EXERCISE REQUIREMENTS:
Among the records, how many lines carry the string "wristband"? Give that number with nothing added.

(Stored items)

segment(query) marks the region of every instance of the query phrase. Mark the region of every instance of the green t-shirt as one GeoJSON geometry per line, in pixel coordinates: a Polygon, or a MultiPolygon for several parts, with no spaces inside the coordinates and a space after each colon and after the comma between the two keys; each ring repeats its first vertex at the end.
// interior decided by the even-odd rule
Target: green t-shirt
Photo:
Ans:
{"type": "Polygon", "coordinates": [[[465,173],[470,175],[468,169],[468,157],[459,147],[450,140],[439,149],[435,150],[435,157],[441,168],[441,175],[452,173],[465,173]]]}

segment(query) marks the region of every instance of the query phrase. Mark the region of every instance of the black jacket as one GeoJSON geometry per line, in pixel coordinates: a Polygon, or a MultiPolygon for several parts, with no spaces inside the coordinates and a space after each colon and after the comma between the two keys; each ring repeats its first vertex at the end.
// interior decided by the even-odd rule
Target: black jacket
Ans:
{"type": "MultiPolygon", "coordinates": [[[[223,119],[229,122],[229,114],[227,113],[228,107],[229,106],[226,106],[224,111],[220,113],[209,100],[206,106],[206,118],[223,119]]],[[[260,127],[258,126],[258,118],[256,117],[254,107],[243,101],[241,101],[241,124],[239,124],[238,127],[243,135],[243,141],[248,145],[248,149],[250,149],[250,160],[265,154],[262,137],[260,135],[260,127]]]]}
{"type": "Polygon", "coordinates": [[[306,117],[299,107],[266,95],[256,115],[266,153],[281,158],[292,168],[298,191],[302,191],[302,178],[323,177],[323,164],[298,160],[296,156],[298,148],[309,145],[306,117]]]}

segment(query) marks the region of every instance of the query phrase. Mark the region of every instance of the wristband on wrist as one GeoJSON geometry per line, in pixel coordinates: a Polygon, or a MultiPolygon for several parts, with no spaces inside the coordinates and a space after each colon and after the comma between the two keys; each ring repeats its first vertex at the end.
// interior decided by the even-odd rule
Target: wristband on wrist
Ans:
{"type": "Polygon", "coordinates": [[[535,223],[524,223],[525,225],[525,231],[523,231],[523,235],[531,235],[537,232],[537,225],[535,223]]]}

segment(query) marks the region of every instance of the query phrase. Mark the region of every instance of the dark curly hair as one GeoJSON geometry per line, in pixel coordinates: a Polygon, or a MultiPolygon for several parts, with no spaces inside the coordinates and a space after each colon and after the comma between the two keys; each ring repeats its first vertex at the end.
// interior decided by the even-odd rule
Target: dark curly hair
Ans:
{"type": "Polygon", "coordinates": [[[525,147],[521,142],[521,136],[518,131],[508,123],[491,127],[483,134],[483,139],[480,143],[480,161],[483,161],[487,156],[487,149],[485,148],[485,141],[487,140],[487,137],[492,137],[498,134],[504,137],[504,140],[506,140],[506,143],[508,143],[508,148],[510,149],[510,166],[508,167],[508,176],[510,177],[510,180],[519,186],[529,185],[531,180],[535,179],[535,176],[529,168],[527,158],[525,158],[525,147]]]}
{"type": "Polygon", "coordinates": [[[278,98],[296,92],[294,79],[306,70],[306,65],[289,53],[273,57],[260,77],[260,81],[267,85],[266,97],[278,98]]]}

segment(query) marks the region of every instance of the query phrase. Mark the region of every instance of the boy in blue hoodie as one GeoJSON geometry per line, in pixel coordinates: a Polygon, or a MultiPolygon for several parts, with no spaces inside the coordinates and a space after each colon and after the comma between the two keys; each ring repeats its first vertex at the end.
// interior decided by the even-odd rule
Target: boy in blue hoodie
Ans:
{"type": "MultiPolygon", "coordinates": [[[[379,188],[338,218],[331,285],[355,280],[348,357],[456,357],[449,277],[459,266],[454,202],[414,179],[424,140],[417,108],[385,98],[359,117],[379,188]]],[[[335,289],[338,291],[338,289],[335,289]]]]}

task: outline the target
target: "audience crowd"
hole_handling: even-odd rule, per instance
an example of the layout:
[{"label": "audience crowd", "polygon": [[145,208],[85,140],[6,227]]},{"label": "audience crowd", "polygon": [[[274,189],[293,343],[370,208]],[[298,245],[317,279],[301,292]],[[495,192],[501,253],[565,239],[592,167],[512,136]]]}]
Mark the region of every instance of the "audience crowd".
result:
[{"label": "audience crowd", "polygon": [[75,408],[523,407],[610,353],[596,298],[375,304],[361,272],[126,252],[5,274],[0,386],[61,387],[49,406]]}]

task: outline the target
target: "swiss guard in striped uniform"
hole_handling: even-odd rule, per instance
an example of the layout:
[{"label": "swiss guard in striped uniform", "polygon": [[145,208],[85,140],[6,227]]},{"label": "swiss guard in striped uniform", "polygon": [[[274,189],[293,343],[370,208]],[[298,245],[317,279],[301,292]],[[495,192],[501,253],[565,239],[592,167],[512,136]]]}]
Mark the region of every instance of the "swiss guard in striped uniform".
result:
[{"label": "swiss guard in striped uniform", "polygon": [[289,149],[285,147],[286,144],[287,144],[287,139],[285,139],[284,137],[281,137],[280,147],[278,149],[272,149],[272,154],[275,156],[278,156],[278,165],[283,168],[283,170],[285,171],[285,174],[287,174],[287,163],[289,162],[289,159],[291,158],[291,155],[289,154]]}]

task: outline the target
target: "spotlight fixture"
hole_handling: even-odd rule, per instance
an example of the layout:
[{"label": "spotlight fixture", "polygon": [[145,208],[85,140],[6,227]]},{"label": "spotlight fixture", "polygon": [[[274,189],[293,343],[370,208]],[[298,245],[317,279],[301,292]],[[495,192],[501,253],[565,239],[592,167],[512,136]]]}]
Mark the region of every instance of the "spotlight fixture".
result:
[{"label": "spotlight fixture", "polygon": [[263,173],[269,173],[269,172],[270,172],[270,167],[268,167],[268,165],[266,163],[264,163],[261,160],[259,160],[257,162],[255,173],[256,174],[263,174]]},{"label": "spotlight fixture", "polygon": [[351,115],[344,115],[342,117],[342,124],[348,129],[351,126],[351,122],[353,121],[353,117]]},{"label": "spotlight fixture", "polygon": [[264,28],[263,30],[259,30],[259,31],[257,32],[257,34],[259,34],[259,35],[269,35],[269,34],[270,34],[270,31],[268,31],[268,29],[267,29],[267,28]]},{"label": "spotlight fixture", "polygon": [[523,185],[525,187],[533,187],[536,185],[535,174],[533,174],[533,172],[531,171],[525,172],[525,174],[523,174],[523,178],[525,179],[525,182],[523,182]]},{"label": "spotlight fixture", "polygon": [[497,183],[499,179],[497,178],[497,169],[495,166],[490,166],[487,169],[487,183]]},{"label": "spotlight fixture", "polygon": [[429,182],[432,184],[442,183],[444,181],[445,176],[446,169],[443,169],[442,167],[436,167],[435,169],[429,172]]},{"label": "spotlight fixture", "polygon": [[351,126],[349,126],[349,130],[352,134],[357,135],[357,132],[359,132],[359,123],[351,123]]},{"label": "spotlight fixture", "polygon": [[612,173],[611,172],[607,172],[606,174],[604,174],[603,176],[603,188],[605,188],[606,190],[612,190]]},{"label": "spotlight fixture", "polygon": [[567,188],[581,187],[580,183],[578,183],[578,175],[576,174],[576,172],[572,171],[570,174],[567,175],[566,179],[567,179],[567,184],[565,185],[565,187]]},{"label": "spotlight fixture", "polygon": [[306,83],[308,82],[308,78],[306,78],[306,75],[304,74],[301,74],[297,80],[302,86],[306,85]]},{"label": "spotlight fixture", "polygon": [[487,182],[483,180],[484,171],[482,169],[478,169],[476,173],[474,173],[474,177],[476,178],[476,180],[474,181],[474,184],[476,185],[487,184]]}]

FINISHED TASK:
2